Instructions for the task – Whenever a line in the entries below includes the string "window", count that line. Report the total alone.

Dataset records:
────────────────────

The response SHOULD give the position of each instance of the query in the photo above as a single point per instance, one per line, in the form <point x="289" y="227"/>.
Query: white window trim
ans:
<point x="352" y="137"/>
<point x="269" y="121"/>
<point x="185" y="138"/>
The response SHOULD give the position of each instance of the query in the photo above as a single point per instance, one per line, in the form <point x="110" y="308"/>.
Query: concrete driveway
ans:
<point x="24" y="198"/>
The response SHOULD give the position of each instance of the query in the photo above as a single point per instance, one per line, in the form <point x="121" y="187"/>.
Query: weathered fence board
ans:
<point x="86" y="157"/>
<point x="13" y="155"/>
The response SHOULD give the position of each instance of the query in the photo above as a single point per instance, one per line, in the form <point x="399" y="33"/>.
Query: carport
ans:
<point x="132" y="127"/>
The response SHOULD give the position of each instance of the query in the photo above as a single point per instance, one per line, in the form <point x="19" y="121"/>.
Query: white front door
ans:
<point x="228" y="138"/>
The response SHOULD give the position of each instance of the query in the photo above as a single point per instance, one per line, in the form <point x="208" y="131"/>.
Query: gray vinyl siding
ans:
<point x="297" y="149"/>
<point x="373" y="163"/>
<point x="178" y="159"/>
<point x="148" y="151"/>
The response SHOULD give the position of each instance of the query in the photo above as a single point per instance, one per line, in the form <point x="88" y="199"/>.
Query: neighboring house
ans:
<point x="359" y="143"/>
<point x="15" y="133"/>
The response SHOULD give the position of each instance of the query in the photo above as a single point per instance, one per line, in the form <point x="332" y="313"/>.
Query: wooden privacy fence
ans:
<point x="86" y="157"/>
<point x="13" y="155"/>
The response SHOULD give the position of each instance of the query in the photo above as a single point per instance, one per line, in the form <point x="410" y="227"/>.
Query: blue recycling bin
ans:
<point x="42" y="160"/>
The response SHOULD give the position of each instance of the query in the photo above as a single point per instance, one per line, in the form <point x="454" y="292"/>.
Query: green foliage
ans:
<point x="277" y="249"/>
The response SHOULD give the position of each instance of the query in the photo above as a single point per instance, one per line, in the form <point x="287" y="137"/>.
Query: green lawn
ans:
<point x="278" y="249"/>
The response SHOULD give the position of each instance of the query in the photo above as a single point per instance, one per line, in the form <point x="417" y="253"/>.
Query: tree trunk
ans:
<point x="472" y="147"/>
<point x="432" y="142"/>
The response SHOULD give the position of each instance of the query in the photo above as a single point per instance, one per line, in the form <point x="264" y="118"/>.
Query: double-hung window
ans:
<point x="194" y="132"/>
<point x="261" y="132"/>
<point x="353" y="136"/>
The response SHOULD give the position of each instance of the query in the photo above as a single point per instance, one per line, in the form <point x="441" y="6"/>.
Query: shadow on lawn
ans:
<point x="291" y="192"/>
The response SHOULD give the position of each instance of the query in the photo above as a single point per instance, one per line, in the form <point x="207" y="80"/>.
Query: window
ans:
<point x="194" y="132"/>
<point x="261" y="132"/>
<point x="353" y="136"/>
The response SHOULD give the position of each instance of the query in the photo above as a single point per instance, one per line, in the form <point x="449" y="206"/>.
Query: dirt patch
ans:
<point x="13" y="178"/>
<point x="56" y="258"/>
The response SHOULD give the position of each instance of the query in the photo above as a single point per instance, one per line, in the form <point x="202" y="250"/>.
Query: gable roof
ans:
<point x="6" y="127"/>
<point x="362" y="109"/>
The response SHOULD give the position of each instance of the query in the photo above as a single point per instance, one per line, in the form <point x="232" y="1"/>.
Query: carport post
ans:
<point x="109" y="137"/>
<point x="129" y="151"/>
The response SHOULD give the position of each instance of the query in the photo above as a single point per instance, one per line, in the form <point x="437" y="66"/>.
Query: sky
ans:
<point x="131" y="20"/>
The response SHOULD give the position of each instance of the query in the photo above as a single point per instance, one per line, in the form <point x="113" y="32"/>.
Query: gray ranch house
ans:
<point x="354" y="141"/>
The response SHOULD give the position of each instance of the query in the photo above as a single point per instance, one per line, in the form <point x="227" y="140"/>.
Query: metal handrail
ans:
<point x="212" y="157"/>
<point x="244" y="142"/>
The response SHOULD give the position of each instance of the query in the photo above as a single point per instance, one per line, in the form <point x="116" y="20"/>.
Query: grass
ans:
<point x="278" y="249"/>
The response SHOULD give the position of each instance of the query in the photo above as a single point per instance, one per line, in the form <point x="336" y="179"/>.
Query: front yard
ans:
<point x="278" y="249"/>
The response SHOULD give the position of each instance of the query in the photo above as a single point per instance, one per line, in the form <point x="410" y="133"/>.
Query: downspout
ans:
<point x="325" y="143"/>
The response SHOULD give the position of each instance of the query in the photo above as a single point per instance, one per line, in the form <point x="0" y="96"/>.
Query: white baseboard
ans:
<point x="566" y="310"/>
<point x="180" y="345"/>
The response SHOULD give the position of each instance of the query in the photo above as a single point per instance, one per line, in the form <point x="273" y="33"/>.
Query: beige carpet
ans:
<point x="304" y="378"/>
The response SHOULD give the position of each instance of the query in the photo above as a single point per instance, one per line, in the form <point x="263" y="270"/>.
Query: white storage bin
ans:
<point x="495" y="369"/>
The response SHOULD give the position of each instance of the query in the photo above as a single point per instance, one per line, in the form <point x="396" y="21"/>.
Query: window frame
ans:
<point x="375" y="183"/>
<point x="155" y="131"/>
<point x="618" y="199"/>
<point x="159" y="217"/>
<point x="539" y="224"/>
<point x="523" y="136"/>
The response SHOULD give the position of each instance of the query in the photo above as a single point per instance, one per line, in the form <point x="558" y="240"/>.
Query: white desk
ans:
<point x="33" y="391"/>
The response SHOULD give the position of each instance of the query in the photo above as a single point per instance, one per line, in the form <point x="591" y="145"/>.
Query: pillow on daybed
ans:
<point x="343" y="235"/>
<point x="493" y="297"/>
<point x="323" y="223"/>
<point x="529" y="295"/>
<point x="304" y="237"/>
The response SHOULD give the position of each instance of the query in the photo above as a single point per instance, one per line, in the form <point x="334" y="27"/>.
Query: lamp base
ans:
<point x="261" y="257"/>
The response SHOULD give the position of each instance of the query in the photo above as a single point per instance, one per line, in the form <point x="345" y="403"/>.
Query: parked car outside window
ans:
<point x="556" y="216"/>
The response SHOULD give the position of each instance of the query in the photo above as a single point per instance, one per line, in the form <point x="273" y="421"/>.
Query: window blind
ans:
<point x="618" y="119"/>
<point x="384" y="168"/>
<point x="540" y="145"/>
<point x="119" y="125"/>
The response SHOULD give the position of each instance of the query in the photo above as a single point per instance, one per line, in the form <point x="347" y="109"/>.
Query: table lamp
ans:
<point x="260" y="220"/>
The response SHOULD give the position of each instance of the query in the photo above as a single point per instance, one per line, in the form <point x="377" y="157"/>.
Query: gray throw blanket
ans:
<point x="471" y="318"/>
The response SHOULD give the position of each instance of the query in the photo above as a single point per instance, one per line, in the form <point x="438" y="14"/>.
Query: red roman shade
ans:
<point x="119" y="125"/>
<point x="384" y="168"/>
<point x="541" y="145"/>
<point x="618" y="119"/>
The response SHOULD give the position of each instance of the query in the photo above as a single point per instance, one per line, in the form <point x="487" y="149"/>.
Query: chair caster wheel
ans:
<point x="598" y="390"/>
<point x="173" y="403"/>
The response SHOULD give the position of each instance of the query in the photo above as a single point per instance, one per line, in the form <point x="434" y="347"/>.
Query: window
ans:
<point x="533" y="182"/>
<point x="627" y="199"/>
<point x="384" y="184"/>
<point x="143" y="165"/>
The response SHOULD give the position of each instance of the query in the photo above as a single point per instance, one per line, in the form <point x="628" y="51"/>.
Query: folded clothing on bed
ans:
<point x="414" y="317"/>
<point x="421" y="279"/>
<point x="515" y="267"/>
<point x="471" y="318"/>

────────────────────

Answer to the problem – 7